**AIM:** Print the records below word for word, but leave out the pictures.
▼
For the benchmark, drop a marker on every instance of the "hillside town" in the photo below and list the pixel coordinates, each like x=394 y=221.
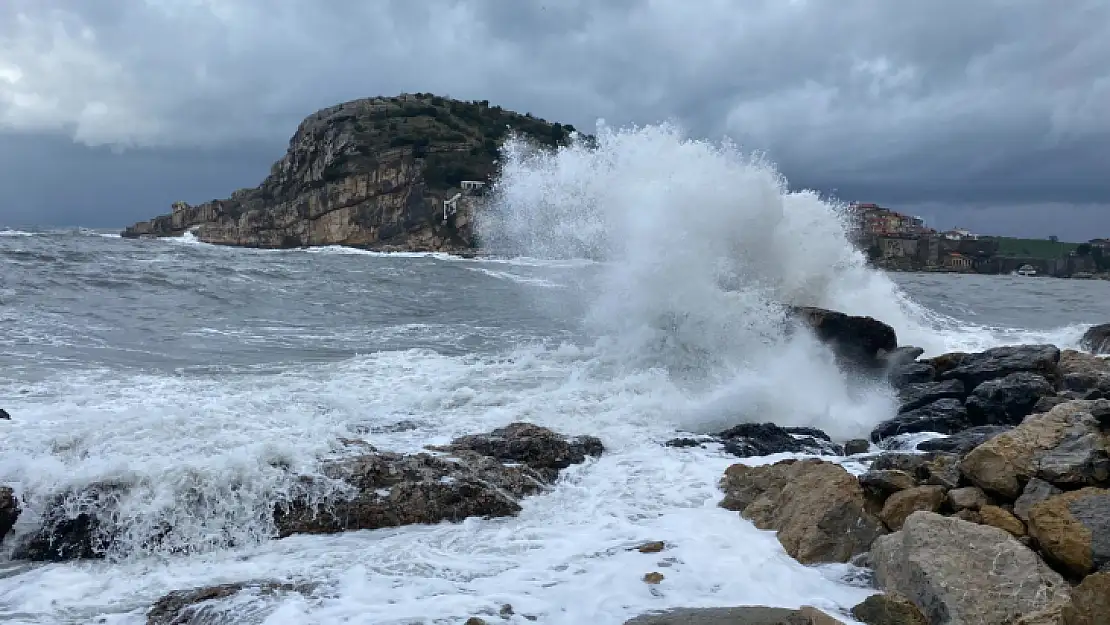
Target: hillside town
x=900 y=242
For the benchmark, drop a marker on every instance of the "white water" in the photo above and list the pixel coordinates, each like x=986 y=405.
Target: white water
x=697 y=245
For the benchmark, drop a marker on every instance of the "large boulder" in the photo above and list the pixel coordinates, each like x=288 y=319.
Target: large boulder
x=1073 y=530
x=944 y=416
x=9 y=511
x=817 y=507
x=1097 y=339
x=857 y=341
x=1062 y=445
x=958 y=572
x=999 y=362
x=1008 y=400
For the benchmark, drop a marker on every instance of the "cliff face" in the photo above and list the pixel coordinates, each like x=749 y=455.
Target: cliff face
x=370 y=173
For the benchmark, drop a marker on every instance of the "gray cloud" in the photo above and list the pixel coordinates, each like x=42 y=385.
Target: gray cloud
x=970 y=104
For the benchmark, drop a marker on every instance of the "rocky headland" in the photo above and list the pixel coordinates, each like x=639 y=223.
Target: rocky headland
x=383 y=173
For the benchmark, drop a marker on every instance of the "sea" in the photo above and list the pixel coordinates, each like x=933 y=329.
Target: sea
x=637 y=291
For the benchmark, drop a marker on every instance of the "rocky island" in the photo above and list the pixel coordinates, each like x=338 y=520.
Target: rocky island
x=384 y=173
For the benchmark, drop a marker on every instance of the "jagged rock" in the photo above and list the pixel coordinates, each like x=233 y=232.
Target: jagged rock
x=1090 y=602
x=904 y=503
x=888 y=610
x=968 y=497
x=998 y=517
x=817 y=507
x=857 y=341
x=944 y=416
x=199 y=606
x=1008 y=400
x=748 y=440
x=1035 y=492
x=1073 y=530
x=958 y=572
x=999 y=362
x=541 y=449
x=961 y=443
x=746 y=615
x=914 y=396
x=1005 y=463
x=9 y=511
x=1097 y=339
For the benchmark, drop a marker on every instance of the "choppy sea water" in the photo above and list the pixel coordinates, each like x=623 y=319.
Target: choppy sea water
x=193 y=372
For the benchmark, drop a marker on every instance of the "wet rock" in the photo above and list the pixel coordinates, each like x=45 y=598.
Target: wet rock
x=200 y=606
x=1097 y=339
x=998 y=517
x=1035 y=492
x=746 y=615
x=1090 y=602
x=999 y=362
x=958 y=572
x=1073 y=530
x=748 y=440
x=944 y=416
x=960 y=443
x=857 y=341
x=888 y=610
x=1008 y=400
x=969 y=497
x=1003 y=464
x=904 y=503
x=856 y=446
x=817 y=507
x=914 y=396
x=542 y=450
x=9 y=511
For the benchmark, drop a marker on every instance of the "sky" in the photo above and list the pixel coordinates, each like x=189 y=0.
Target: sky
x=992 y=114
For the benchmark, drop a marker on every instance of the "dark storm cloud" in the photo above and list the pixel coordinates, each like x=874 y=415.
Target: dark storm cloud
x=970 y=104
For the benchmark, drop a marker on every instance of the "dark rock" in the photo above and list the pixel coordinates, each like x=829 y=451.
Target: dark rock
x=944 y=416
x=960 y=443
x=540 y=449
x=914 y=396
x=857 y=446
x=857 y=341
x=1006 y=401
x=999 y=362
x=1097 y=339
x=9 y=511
▲
**OUTPUT BELOW:**
For the benchmark, drop a marker on every instance of the "hillside town" in the photo below and list the pixel coordinates, each like x=394 y=221.
Target: hillside town
x=900 y=242
For the benchmark, drop a marker on every instance of the "white water" in the photo above and list the pixel coordinates, each like x=986 y=405.
Target: white water
x=697 y=245
For the benchmark, drop a marker on every instance of the "large boulder" in the photo above and list the pixel coordinates, each like x=288 y=319.
Target: large boulder
x=1073 y=530
x=944 y=416
x=9 y=511
x=817 y=507
x=1097 y=339
x=857 y=341
x=1062 y=445
x=958 y=572
x=999 y=362
x=1008 y=400
For the benchmark, drop a marker on every instance of the "cliff face" in the photo above and list the pixel coordinates, each like x=749 y=455.
Target: cliff face
x=370 y=173
For the benchmark, drop a marker on every instance of the "gray cloud" in the photo above and list the pixel coordinates, each like x=42 y=385.
Target: gray cloud
x=970 y=104
For the benchmark, drop a marker on every instance of the "rocky headland" in the photo above and list the pixel coordinates, each like x=639 y=223.
Target: rocky headland
x=383 y=173
For the benchmark, drop a marker on every instance of the "sea" in the photo above and list the pixel coordinates, each like x=933 y=329.
Target: sea
x=637 y=291
For the benchmark, drop a marker on every instance of the "rocky island" in the photo above and list the pixel coordinates, each like x=338 y=520.
Target: rocky island
x=384 y=173
For the benchmark, drop a marker on every instance of the "jagged rock" in the photo above and list the pixel coordinates, each like x=233 y=232.
Target: jagged rock
x=1090 y=602
x=904 y=503
x=888 y=610
x=968 y=497
x=998 y=517
x=817 y=507
x=857 y=341
x=944 y=416
x=199 y=606
x=1008 y=400
x=748 y=440
x=1035 y=492
x=1073 y=530
x=958 y=572
x=999 y=362
x=541 y=449
x=961 y=443
x=746 y=615
x=914 y=396
x=1005 y=463
x=9 y=511
x=1097 y=339
For the benchmark, drop a marker on every instance of the "choppy sea water" in the photo above and list the pixel coordinates, each like x=623 y=319.
Target: choppy sea water
x=193 y=372
For the benchmark, drop a marker on every instance of the "wet rock" in the photo above and list the pixel coordinates, each like x=45 y=598.
Target: wet rock
x=200 y=606
x=1097 y=339
x=998 y=517
x=1035 y=492
x=746 y=615
x=1090 y=602
x=999 y=362
x=958 y=572
x=1073 y=530
x=748 y=440
x=944 y=416
x=960 y=443
x=857 y=341
x=888 y=610
x=1008 y=400
x=969 y=497
x=1003 y=464
x=904 y=503
x=856 y=446
x=817 y=507
x=914 y=396
x=542 y=450
x=9 y=511
For the benchmark, drop a marker on every instance of the "sky" in the photo above and list the pixel coordinates, each like x=189 y=0.
Target: sky
x=992 y=114
For the benchmark, drop a marker on every instance of the "dark storm cloud" in the photo above and list the pixel coordinates, each like x=874 y=415.
Target: dark storm cloud
x=970 y=104
For the benchmark, drop a marker on every instance of the "dark rock" in the photo above and list the pixel coordinates, each like x=829 y=451.
Target: dark rock
x=944 y=416
x=960 y=443
x=540 y=449
x=914 y=396
x=857 y=446
x=857 y=341
x=1006 y=401
x=999 y=362
x=1097 y=339
x=9 y=511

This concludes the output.